_WRITTEN INSTRUCTION 1_.
Transcribe the portion of the album review starting with "And in his attempt" and going on through "entertaining and rewarding.".

═══

Gideon Freudmann’s Hologram Crackers

cover artHologram Crackers is an album of solo cello music. But I guarantee you it’s like no other cello music you’ve ever heard, unless you’re one of the growing cadre of Gideon Freudmann fans.

To say that Freudmann plays the cello is akin to saying that Jimi Hendrix played the guitar. Freudmann is pushing the boundaries of the instrument in a manner similar to the way Hendrix enlarged the guitar’s vocabulary, although a better comparison might be to Todd Rundgren and electronic music. Mostly, though, as with all innovators, Freudmann’s music defies comparison.

By turns dark, moody, pensive, playful, soothing and raucous, Hologram Crackers is a fascinating listening experience. Crackers, Freudmann’s seventh release, moves fluidly among the worlds of classical, jazz, pop and rock, and various fusions of all these. The 17 tracks cover the entire spectrum of modern music in their 62 minutes.

Thanks to modern recording and performing gadgetry, Freudmann performs most of these pieces “live,” even though he often plays several parts, seemingly at the same time. Various computerized devices manipulate loops of the music, allowing him to lay down a bass line, then layer different melodic segments over it via foot-operated pedals. The disadvantage to this approach is that sometimes the music sounds mechanical or sterile, because of the strict tempo to which he must hew in order to keep time with himself. There’s no opportunity for the rhythm “section” to tinker with the beat as the song progresses.

And in his attempt to capture different textures from his startlingly futuristic, custom-made electric cello (which has been aptly described as a cross between a ship’s anchor and a crossbow), Freudmann often pushes it into the realm of synthesized sound. Yes, it’s interesting that such a wide variety of voices come from one instrument, but I sometimes find myself longing for it to just sound like a cello, which is surely one of the most beautiful instruments ever created.

That said, if approached with an open mind and a sense of play and adventure, Hologram Crackers is entertaining and rewarding.

Some of the most interesting pieces are those that apply classical techniques and structures to jazz and rock idioms. That’s the case with the opening track “Excursion.” This piece is constructed like a concerto, with three distinct sections: The opening jazz-rock fusion part, in which a swooping melodic line is laid down over a driving sixteenth-note rhythm played by what sounds for all the world like an electric bass guitar; a quieter but still driven section that suggests a bustling beehive or busy marketplace; and the final section that calls to mind a night highway, with bowed notes dopplering downward over a series of dark, plucked bass notes.

═══

_WRITTEN INSTRUCTION 2_.
Restate word for word the lines of the records, starting with the line with "Can you find the dark" and going on through the final line of the records.

_INFORMATION SUPPLIED_.
═══

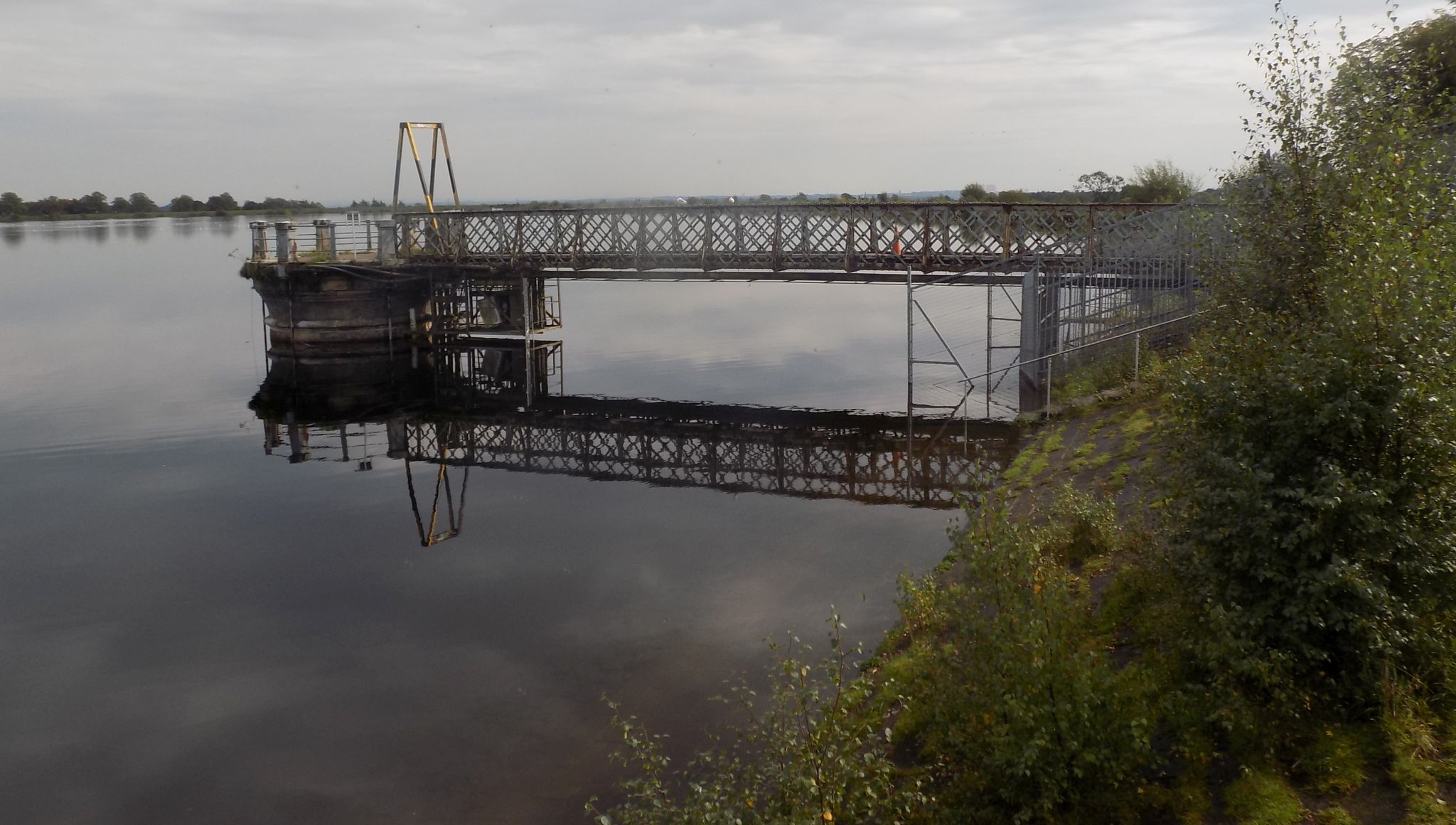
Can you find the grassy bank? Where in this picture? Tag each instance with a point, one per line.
(1053, 668)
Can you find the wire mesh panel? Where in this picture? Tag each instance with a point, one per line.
(1100, 298)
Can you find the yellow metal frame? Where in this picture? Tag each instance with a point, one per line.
(437, 142)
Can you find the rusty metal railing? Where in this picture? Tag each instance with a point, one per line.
(316, 241)
(811, 237)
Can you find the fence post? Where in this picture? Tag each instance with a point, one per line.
(1032, 344)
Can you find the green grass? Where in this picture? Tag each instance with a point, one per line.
(1261, 799)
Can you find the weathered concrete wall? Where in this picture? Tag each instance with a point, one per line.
(332, 308)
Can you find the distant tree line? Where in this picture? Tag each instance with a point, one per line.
(15, 208)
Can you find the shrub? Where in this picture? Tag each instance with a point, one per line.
(1320, 410)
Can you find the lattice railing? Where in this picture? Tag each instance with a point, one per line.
(869, 468)
(820, 237)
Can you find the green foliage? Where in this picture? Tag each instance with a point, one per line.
(1021, 709)
(975, 193)
(1260, 798)
(1160, 183)
(1336, 761)
(1320, 410)
(1100, 186)
(813, 754)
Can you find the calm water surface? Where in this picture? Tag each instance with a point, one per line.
(197, 632)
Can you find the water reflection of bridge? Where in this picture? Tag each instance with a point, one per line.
(488, 404)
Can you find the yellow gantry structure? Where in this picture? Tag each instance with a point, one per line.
(437, 143)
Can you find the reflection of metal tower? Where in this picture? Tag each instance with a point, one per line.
(446, 435)
(437, 142)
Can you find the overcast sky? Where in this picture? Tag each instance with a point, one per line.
(615, 98)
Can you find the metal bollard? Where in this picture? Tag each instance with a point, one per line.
(323, 238)
(259, 229)
(283, 235)
(386, 243)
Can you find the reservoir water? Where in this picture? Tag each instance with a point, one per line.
(193, 630)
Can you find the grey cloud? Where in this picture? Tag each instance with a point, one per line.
(592, 98)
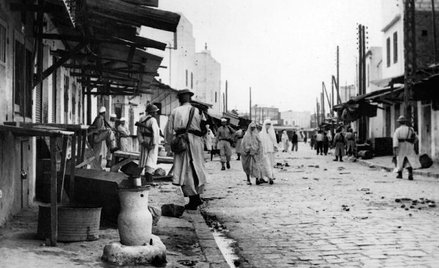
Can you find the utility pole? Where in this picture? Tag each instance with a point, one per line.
(227, 97)
(250, 104)
(433, 11)
(409, 55)
(362, 128)
(318, 112)
(322, 97)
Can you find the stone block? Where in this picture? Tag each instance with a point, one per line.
(172, 210)
(118, 254)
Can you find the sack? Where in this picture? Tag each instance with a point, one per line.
(179, 143)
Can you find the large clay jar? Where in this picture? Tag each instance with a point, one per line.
(134, 220)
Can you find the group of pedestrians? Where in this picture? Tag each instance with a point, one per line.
(343, 143)
(257, 152)
(287, 138)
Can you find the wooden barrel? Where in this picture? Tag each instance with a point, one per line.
(75, 223)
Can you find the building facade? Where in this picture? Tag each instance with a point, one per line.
(208, 80)
(426, 118)
(260, 113)
(296, 119)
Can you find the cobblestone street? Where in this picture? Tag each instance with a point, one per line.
(321, 213)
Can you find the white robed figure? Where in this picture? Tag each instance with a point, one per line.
(188, 171)
(268, 139)
(148, 134)
(285, 141)
(124, 134)
(404, 140)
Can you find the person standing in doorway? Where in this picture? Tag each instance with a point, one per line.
(188, 172)
(319, 142)
(148, 135)
(351, 144)
(225, 138)
(404, 140)
(339, 144)
(295, 141)
(124, 135)
(238, 139)
(102, 131)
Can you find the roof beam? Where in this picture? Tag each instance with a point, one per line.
(155, 18)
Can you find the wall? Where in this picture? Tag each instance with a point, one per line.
(300, 119)
(208, 81)
(19, 153)
(179, 56)
(11, 150)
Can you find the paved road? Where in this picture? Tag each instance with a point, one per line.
(321, 213)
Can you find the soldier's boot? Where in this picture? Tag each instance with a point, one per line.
(410, 170)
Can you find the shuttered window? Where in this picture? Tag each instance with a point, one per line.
(23, 79)
(2, 43)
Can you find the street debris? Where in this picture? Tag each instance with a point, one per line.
(421, 203)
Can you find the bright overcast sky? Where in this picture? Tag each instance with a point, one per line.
(283, 49)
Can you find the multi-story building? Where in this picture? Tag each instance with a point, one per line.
(373, 83)
(347, 92)
(208, 80)
(296, 119)
(260, 113)
(55, 80)
(426, 119)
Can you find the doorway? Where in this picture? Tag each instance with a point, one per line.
(426, 129)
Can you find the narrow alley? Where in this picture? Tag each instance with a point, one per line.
(326, 214)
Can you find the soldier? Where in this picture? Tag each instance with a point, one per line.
(188, 169)
(404, 140)
(148, 134)
(225, 138)
(102, 132)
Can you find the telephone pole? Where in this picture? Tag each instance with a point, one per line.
(250, 104)
(409, 56)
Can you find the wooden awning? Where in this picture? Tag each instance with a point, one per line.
(102, 45)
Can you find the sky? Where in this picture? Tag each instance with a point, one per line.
(282, 49)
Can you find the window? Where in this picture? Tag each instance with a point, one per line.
(66, 99)
(2, 43)
(23, 79)
(368, 75)
(395, 47)
(388, 51)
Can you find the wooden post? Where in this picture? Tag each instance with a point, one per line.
(63, 166)
(72, 168)
(84, 142)
(53, 194)
(79, 153)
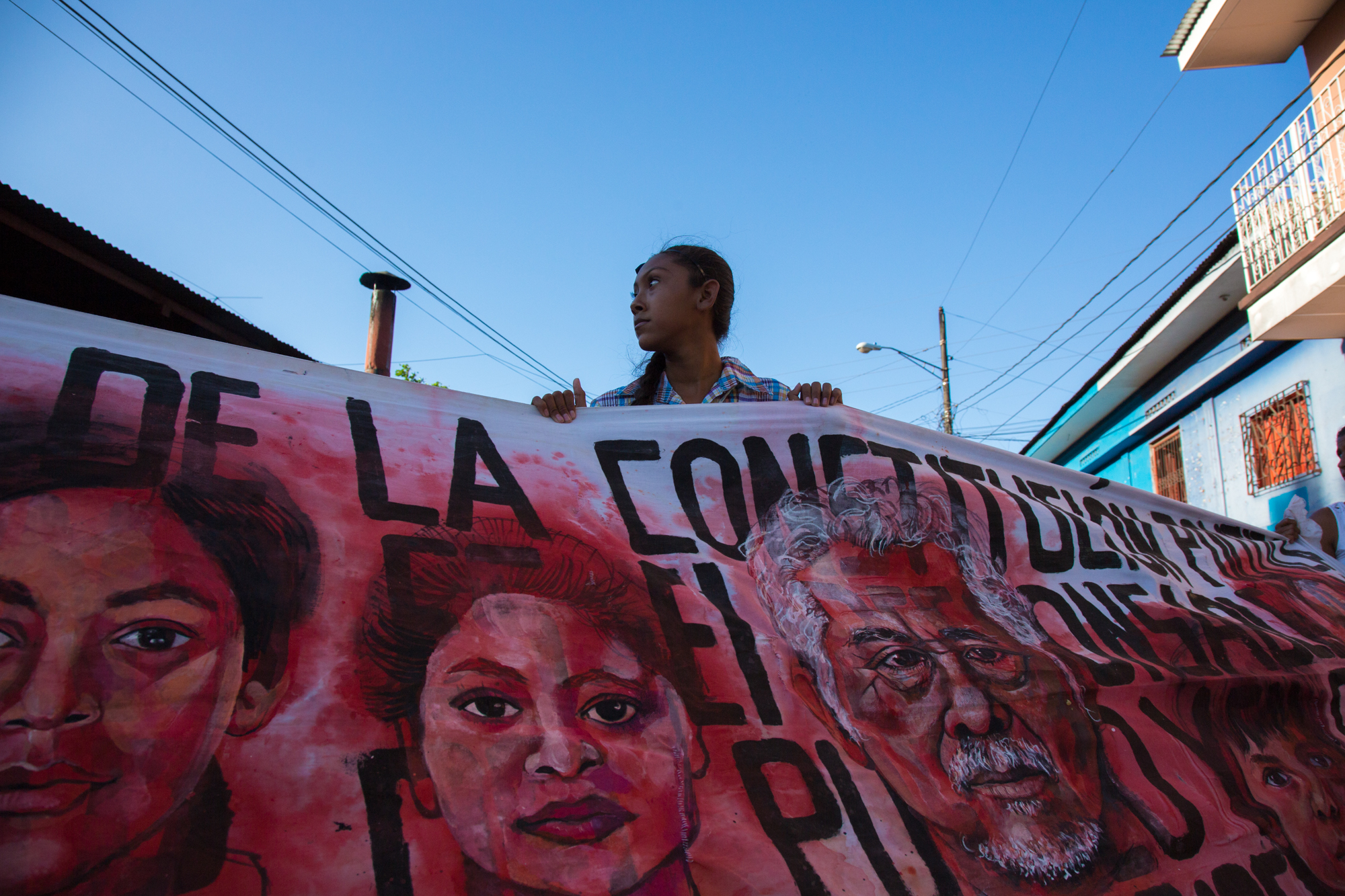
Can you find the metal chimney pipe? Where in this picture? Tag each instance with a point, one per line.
(379, 353)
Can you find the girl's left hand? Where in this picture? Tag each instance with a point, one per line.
(818, 395)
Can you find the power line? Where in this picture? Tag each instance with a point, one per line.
(306, 192)
(1116, 302)
(1015, 157)
(1139, 309)
(1156, 239)
(527, 374)
(1091, 196)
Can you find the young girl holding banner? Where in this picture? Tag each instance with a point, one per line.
(681, 303)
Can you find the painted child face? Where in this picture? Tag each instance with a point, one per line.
(978, 731)
(1303, 779)
(559, 762)
(120, 663)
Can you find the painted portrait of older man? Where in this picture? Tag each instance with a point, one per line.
(922, 661)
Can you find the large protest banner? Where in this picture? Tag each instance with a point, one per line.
(270, 626)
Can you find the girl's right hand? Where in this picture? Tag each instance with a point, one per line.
(562, 405)
(1288, 528)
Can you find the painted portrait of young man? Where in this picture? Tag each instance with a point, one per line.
(138, 627)
(929, 667)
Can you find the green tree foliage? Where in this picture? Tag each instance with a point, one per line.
(411, 376)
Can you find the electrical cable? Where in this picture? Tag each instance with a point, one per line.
(1091, 196)
(1159, 236)
(184, 132)
(252, 184)
(1210, 247)
(1100, 343)
(1116, 302)
(317, 200)
(1015, 157)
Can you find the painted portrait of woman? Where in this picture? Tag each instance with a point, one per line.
(535, 689)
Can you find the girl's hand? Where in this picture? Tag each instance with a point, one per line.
(1288, 528)
(562, 405)
(818, 395)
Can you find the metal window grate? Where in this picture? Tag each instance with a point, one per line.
(1278, 440)
(1169, 474)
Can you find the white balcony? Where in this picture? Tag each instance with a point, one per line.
(1289, 210)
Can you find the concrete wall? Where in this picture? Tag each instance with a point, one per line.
(1213, 439)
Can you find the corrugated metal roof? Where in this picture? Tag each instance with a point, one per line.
(1196, 276)
(132, 290)
(1184, 29)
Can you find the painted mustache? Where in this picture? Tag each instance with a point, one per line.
(583, 821)
(1000, 762)
(46, 791)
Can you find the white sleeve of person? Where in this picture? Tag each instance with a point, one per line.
(1308, 528)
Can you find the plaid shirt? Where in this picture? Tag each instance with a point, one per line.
(735, 384)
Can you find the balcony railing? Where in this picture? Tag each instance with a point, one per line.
(1297, 189)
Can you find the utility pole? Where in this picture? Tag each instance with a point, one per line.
(948, 392)
(383, 310)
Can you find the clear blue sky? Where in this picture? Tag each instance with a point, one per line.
(528, 157)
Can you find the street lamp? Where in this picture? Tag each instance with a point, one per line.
(866, 348)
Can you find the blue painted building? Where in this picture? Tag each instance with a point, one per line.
(1195, 408)
(1230, 396)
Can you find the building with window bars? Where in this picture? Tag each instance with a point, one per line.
(1233, 391)
(1196, 409)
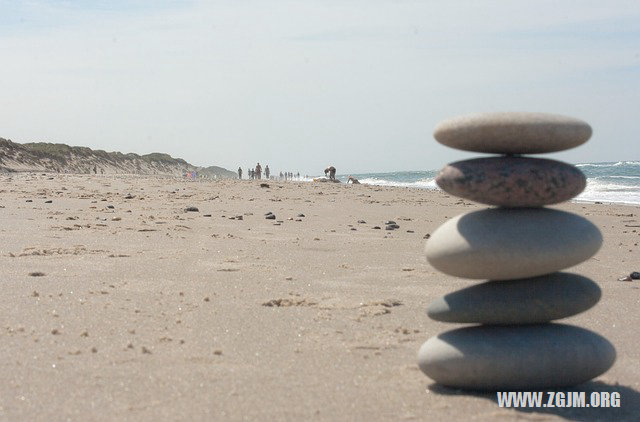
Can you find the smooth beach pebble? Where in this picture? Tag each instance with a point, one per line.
(523, 301)
(512, 181)
(503, 244)
(515, 357)
(512, 133)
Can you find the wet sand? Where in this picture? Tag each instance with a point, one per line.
(120, 305)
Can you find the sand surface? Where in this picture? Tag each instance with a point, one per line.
(119, 305)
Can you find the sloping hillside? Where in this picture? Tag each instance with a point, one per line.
(63, 158)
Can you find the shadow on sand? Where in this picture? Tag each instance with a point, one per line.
(629, 409)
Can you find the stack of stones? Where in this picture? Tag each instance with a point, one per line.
(520, 247)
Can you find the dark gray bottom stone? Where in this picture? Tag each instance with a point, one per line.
(515, 357)
(523, 301)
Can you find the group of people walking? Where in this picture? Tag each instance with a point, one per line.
(256, 173)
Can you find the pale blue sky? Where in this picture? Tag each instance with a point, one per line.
(301, 84)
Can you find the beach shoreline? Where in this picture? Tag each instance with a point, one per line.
(120, 304)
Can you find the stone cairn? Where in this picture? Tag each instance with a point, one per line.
(520, 247)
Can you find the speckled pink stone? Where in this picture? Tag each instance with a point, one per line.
(512, 181)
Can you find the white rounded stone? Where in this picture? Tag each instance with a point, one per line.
(502, 244)
(528, 357)
(512, 133)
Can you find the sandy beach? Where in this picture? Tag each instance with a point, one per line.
(118, 304)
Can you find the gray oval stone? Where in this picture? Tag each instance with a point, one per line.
(523, 301)
(515, 357)
(503, 243)
(512, 133)
(512, 181)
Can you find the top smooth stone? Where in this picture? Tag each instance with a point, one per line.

═══

_ANSWER 1_.
And in his attempt to capture different textures from his startlingly futuristic, custom-made electric cello (which has been aptly described as a cross between a ship’s anchor and a crossbow), Freudmann often pushes it into the realm of synthesized sound. Yes, it’s interesting that such a wide variety of voices come from one instrument, but I sometimes find myself longing for it to just sound like a cello, which is surely one of the most beautiful instruments ever created.

That said, if approached with an open mind and a sense of play and adventure, Hologram Crackers is entertaining and rewarding.

_ANSWER 2_.
Can you find the dark gray bottom stone? Where in this picture? Tag each instance with a point, one per line.
(515, 357)
(523, 301)
Can you find the group of people walking? Where in this picture? Tag each instance with a point, one per line.
(256, 173)
Can you find the pale blue sky? Where in this picture? Tag each instance with a point, one per line.
(301, 84)
Can you find the beach shoreline? Where in this picture? Tag each instance with a point, one per line.
(120, 304)
Can you find the stone cairn? Where in this picture? Tag each instance with a point, one per line.
(520, 247)
Can you find the speckled pink stone? Where in this picture? Tag each instance with a point, one per line.
(512, 181)
Can you find the white rounded stone? Where in this picture? Tag each instance with a point, one per line.
(502, 244)
(528, 357)
(512, 133)
Can you find the sandy beach? Where in this picture? Tag each instance with a point, one per line.
(118, 304)
Can you find the gray oval stone? Where in this picture? Tag each instance with a point, one per line.
(523, 301)
(515, 357)
(503, 243)
(512, 133)
(512, 181)
Can you find the top smooth stone? Where in this picture? Tag each instance with a point, one per line.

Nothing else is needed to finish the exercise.